Brief 1
In the logistics real estate text, rewrite the part from "Although competition for" to "value over time.", changing "labour force" to "workforce".
Brief 2
Answer these questions using the logistics real estate text:
(a) What has become increasingly clear through the COVID-19 crisis?
(b) What job title does Daniel Yach hold at Inospace?
(c) According to Yach, what are tenants putting a premium on rather than lease rate?
Brief 3
List every product type of the industrial sector that the logistics real estate text names.

Selected text
_ _ _ _ _

The relative value of logistics real estate has become increasingly clear through the COVID-19 crisis, says Levitt. “Strong fundamentals tied to the resilience of the customer base, long-term structural tailwinds and rising barriers to new supply position it well with respect to other asset classes, particularly for facilities in favorable locations near large consumer populations,” he notes.
Industrial warehouses link product manufacturers to storage for products of all types and distribution across a wide geographic area, or to local facilities that serve customers down to the last mile.
Although competition for industrial deals is increasing, opportunities to acquire and develop industrial warehouses are still available. Industrial tenants are looking for population density and available labour force. Investment in these sites is important because rent growth, scarcity and high barriers to construction increase the value over time.
“Location matters. I am seeing tenants put a premium on location and product, rather than lease rate, for the first time in this asset class,” says Inospace Investment Director, Daniel Yach. “To allow for that dynamic to work for our tenants, we spend a lot of time and effort sourcing unique sites and designing best-in-class buildings with one goal in mind — to allow our tenants to be more efficient and more productive in our industrial parks. The additional work that we put in to increase the quality of our buildings is generating higher returns.”
The industrial sector comprises numerous product types: large, modern distribution centres of more than 50,000 square metres; traditional industrial warehouses of about 5,000 - 10,000 square metres; mid-sized warehousing of between 1,000 square metres and 2,000 square metres; mini-warehouses of less than 1,000 square metres and micro-units which are under 500square metres.
To find the right investment, it takes on-the-ground knowledge: Which submarket within each market can provide the most opportunity?
“There’s a lot of pent-up demand at the consumer level. In today’s pandemic environment, a higher percentage of consumption is being handled through ecommerce and moving directly to the consumer through a distribution center, rather than through a storefront,” says Yach. “As consumption increases overall, and with a higher percentage of that consumption moving through our warehouses, we can see a scenario where there’s not enough secure industrial square metres on the ground, and that development will probably need to ramp up to continue to keep pace with increased absorption and increased tenant demand.”

_ _ _ _ _

Data section
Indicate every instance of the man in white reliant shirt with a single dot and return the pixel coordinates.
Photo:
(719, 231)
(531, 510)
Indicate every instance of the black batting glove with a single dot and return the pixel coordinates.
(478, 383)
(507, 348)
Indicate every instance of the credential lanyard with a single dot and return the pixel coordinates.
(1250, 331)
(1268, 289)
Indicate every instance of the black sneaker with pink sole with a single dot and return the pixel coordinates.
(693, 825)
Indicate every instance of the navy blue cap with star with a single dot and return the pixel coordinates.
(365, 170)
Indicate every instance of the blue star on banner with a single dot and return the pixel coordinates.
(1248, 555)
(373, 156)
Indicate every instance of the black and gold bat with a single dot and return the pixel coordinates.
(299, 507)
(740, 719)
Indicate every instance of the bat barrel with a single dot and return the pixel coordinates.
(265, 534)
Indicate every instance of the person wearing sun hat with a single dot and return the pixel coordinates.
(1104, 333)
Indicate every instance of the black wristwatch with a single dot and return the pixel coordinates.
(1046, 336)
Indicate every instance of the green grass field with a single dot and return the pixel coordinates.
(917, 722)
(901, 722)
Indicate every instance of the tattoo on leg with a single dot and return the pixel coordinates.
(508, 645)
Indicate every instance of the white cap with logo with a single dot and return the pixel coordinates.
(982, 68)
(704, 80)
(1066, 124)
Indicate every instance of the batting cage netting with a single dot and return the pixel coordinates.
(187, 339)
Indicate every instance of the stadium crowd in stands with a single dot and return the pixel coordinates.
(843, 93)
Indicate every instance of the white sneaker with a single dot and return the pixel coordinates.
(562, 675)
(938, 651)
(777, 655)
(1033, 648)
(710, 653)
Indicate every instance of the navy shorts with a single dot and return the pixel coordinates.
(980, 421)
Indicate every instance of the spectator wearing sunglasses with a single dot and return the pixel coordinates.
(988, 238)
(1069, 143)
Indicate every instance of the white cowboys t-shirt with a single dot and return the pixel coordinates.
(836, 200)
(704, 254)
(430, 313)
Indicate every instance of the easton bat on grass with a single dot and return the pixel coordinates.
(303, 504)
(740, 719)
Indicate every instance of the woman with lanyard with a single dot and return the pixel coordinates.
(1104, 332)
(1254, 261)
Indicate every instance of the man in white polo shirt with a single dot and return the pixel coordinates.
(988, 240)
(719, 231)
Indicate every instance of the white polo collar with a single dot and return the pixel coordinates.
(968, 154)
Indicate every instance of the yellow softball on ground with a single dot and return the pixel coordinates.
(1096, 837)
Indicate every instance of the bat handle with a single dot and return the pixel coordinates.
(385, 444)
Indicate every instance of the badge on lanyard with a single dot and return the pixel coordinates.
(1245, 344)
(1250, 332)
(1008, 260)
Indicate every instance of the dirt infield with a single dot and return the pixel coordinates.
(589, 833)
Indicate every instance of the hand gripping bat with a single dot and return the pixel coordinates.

_ _ _ _ _

Written answer 1
Although competition for industrial deals is increasing, opportunities to acquire and develop industrial warehouses are still available. Industrial tenants are looking for population density and available workforce. Investment in these sites is important because rent growth, scarcity and high barriers to construction increase the value over time.

Written answer 2
(a) The relative value of logistics real estate.
(b) Investment Director.
(c) Location and product.

Written answer 3
- Large, modern distribution centres
- Traditional industrial warehouses
- Mid-sized warehousing
- Mini-warehouses
- Micro-units